# [What is asked]
Can you find each line in the records that contains the word "forested" and copy it out?

- - - -

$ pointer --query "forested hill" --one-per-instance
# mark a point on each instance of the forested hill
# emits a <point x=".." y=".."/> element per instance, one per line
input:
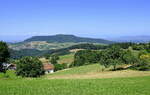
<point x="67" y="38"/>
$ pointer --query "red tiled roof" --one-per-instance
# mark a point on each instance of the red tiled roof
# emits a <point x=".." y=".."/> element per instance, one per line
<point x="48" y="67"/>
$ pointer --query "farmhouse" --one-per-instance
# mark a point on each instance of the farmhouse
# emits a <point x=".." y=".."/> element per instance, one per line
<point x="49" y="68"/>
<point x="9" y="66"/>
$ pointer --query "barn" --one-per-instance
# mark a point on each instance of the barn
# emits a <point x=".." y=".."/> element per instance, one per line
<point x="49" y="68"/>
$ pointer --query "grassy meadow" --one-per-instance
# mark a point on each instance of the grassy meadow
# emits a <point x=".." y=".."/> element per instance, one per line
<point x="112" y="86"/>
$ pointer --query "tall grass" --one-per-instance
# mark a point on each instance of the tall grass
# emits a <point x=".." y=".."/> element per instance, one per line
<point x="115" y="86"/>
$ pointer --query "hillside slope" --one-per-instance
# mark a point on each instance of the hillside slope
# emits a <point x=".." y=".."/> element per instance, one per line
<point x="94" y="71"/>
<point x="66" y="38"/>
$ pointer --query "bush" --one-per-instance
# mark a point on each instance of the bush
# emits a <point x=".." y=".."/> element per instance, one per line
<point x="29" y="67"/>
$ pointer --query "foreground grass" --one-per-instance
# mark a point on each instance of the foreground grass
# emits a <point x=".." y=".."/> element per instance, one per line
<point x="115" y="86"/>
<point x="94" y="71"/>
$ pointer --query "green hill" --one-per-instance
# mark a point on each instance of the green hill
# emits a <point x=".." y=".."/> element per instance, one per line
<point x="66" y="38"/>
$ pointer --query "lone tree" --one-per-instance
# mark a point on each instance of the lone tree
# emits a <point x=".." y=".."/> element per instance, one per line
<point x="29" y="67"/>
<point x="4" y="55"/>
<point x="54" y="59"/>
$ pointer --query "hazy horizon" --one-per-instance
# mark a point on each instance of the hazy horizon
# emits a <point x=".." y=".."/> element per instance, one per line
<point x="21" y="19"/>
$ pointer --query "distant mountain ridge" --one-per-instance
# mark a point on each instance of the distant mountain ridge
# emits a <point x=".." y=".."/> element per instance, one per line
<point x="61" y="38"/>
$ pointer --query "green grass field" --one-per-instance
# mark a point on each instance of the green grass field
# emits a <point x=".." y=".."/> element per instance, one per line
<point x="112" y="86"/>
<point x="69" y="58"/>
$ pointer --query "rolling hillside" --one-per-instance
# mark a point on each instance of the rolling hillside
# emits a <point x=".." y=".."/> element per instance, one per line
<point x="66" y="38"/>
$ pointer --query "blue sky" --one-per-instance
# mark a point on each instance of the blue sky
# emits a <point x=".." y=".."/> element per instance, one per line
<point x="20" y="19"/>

- - - -

# [Result of this exercise]
$ pointer --query "forested hill" --one-per-instance
# mark a point on each instance of the forested hill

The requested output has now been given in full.